• **TEXT PROVIDED**:
⁂

27516 Views 12 Replies 9 Participants Last post by  harry21030
Not sure what to call it, but after making a couple decent good router tables, I thought I'd try something different. I got a Bosch Colt palm router, and I really like it for small work. And I've always like working with the router on top instead of under the table. Great visibility & freedom, etc. So... I thought I'd rig up something with rails. Not built yet, but the ideas are something like this:

- a 2'x4' surface to handle 48" x 18" or so
- a pair of small t-rails (a) running along the 4' lengths
- larger rails (b) that slide along the t-rails above, lockable with knobs
- a pair of small t-rails (c) mounted to the above sliders, that run perpendicular to the first set
- a pair of larger rails (d) that slide along this second set of t-rails, again with knobs that can lock their travel
- a router plate (e) mounted to these rails, tying the two together
- So far, then, the plate can move left/right and fwd/back unless locked down, and the workpiece rests on the 2'x4' surface
- straight edges to be mounted lengthwise (since exposed surfaces (b) move)

⁂

• **EXTRACTED RECORDS**:
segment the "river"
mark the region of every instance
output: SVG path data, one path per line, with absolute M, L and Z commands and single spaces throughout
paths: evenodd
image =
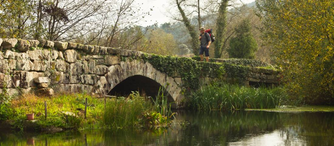
M 0 146 L 334 146 L 334 113 L 176 112 L 167 128 L 3 131 Z

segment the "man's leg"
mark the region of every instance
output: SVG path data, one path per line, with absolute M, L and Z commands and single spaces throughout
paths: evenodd
M 209 62 L 209 49 L 205 48 L 204 52 L 205 53 L 205 60 L 206 60 L 206 62 Z
M 201 57 L 201 60 L 200 61 L 203 60 L 203 53 L 204 52 L 204 49 L 202 47 L 199 47 L 199 56 Z
M 201 60 L 200 61 L 203 61 L 203 54 L 199 55 L 199 56 L 201 57 Z

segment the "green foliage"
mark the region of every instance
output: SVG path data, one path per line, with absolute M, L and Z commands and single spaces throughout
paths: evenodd
M 227 52 L 230 58 L 254 59 L 258 44 L 251 31 L 249 20 L 243 20 L 234 28 L 236 36 L 231 39 Z
M 272 45 L 290 97 L 334 104 L 333 1 L 261 1 L 262 37 Z
M 201 87 L 189 97 L 191 107 L 199 110 L 275 108 L 286 94 L 282 88 L 256 89 L 224 84 Z
M 200 59 L 200 57 L 198 56 L 195 56 L 191 58 L 196 61 L 199 61 Z M 264 62 L 248 59 L 232 58 L 220 59 L 209 58 L 209 61 L 213 62 L 226 63 L 253 67 L 266 67 L 270 65 L 269 64 Z
M 167 101 L 168 92 L 165 89 L 165 88 L 166 87 L 160 87 L 159 88 L 158 96 L 156 97 L 155 100 L 154 100 L 153 98 L 152 99 L 153 101 L 153 107 L 155 109 L 155 111 L 157 112 L 161 116 L 166 119 L 163 121 L 164 123 L 161 123 L 167 124 L 168 122 L 172 118 L 172 116 L 174 116 L 175 113 L 172 112 L 171 106 L 172 103 L 168 103 Z M 163 121 L 160 120 L 160 122 L 162 122 Z
M 179 75 L 185 81 L 185 86 L 192 89 L 198 88 L 200 78 L 219 78 L 224 71 L 221 63 L 198 62 L 185 57 L 153 54 L 148 61 L 155 68 L 169 76 Z
M 106 125 L 116 128 L 143 126 L 143 116 L 151 108 L 138 92 L 133 93 L 127 99 L 121 98 L 107 103 L 103 116 Z

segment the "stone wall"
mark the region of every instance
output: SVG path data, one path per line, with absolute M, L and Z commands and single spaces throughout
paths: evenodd
M 48 85 L 55 92 L 86 92 L 102 96 L 128 77 L 139 75 L 169 86 L 175 101 L 183 98 L 182 77 L 169 77 L 156 69 L 143 59 L 149 57 L 147 53 L 45 40 L 0 39 L 0 46 L 1 92 L 5 89 L 14 95 L 18 93 L 16 88 L 22 92 L 33 91 L 37 86 L 34 79 L 47 77 Z M 277 72 L 254 68 L 247 75 L 247 80 L 278 83 Z M 203 77 L 200 82 L 207 84 L 217 80 Z

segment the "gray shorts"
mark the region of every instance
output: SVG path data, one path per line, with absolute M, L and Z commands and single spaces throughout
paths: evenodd
M 206 47 L 202 47 L 202 46 L 199 48 L 199 54 L 203 55 L 203 52 L 205 53 L 205 56 L 209 56 L 209 49 L 207 48 Z

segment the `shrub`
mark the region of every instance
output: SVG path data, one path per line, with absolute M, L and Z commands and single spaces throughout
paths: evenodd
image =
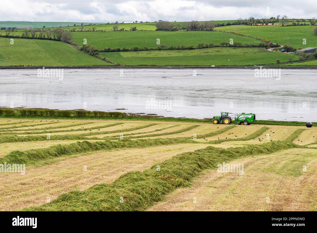
M 80 117 L 86 115 L 86 111 L 84 110 L 77 110 L 75 111 L 75 115 L 76 117 Z
M 49 113 L 49 114 L 50 116 L 53 116 L 55 115 L 55 112 L 56 111 L 53 109 L 49 109 L 48 112 Z
M 196 47 L 198 48 L 202 48 L 204 47 L 204 46 L 205 44 L 203 42 L 201 42 L 201 43 L 199 43 L 198 44 L 196 45 Z
M 14 115 L 14 110 L 8 108 L 3 108 L 2 109 L 4 115 L 6 116 L 12 116 Z
M 26 110 L 25 109 L 19 109 L 19 114 L 21 116 L 25 116 L 26 115 Z
M 26 110 L 27 116 L 33 115 L 33 109 L 27 109 Z

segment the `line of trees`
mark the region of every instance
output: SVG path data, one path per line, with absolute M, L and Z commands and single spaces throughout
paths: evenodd
M 5 37 L 12 37 L 15 38 L 25 39 L 42 39 L 53 40 L 55 41 L 62 41 L 67 42 L 71 41 L 72 38 L 72 33 L 68 31 L 65 31 L 61 29 L 57 28 L 49 29 L 39 32 L 35 30 L 26 30 L 23 32 L 21 36 L 14 35 L 12 31 L 7 30 L 5 32 Z M 0 36 L 2 36 L 0 33 Z
M 3 109 L 0 110 L 10 112 L 11 114 L 8 116 L 13 116 L 13 109 Z M 12 114 L 12 113 L 13 114 Z M 59 116 L 82 117 L 94 116 L 97 117 L 122 117 L 126 116 L 126 113 L 119 112 L 103 112 L 103 111 L 88 111 L 86 110 L 54 110 L 54 109 L 19 109 L 18 114 L 21 116 Z

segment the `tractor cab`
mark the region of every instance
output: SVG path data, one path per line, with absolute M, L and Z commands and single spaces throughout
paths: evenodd
M 229 116 L 229 113 L 222 112 L 220 116 L 215 116 L 212 118 L 212 122 L 214 124 L 223 123 L 225 125 L 229 125 L 232 120 L 232 119 Z
M 225 112 L 221 112 L 221 118 L 224 118 L 225 117 L 228 116 L 229 113 L 226 113 Z

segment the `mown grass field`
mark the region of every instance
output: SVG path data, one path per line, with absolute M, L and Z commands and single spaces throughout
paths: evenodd
M 253 66 L 298 60 L 291 54 L 270 52 L 262 48 L 218 47 L 193 50 L 154 50 L 100 53 L 122 65 Z M 230 61 L 229 61 L 230 60 Z
M 26 166 L 0 173 L 0 210 L 317 207 L 314 127 L 57 120 L 0 119 L 0 164 Z M 217 172 L 223 162 L 243 163 L 244 174 Z
M 262 42 L 252 38 L 239 36 L 231 33 L 220 32 L 136 31 L 116 32 L 78 32 L 73 33 L 73 40 L 78 45 L 83 44 L 84 39 L 87 44 L 94 45 L 100 49 L 106 47 L 130 49 L 134 46 L 143 48 L 157 48 L 157 39 L 160 44 L 194 47 L 201 42 L 219 44 L 223 42 L 229 42 L 230 39 L 234 42 L 258 44 Z
M 45 40 L 0 37 L 0 66 L 104 66 L 111 64 L 79 51 L 70 44 Z

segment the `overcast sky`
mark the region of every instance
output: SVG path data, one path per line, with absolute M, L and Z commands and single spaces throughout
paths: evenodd
M 190 21 L 286 15 L 317 17 L 317 2 L 306 0 L 1 0 L 0 21 L 85 22 Z

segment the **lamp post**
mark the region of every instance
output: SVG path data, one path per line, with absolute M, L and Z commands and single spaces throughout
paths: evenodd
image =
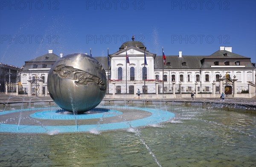
M 8 72 L 8 73 L 7 73 L 6 74 L 4 75 L 4 92 L 5 92 L 6 91 L 6 89 L 5 89 L 5 84 L 6 84 L 6 75 L 8 75 L 8 74 L 9 75 L 9 83 L 10 83 L 11 82 L 10 79 L 10 74 L 12 74 L 12 73 Z

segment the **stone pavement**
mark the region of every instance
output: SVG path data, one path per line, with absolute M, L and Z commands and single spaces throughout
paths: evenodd
M 225 98 L 224 101 L 221 101 L 218 98 L 195 98 L 195 100 L 191 100 L 190 98 L 176 98 L 175 99 L 146 99 L 141 98 L 140 99 L 120 99 L 119 98 L 115 99 L 107 99 L 104 98 L 102 100 L 105 102 L 108 101 L 119 101 L 122 103 L 127 101 L 133 102 L 156 102 L 163 101 L 165 102 L 185 102 L 185 103 L 216 103 L 216 104 L 224 104 L 231 105 L 241 105 L 246 107 L 253 107 L 256 108 L 256 97 L 253 98 L 234 98 L 232 97 Z M 8 95 L 5 95 L 3 92 L 0 93 L 0 104 L 12 104 L 12 103 L 29 103 L 29 102 L 53 102 L 53 101 L 50 97 L 29 97 L 25 95 L 14 96 Z

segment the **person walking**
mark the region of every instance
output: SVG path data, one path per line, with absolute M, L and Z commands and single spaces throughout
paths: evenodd
M 138 99 L 140 99 L 140 89 L 138 89 Z
M 224 101 L 224 92 L 222 92 L 222 94 L 221 94 L 221 100 L 220 100 L 220 101 L 221 101 L 221 100 L 222 100 L 223 101 Z
M 194 90 L 192 90 L 192 92 L 191 92 L 191 100 L 195 100 L 195 99 L 194 98 L 194 95 L 194 95 Z

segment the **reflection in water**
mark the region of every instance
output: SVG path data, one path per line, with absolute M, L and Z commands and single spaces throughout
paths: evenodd
M 53 135 L 1 134 L 0 166 L 157 166 L 145 144 L 163 167 L 256 163 L 255 114 L 213 105 L 166 108 L 175 117 L 138 128 L 140 135 L 131 128 Z

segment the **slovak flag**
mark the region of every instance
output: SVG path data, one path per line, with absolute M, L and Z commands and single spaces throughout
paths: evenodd
M 165 65 L 165 60 L 166 58 L 165 57 L 165 55 L 164 55 L 164 53 L 163 52 L 163 63 Z
M 129 60 L 129 56 L 127 55 L 127 51 L 125 50 L 126 52 L 126 63 L 128 63 L 130 64 L 130 60 Z
M 110 62 L 109 62 L 109 55 L 108 55 L 108 68 L 109 68 Z
M 144 48 L 144 64 L 147 65 L 147 59 L 146 59 L 146 54 L 145 53 L 145 48 Z

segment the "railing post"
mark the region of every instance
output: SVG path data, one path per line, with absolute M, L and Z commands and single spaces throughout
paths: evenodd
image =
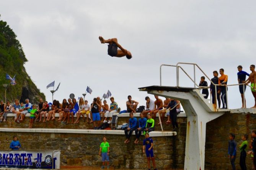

⁂

• **REQUIRED WORK**: In the router-rail post, which router did the poster get? Please answer in a few words.

• **RESULT OF THE TASK**: A Bosch Colt palm router.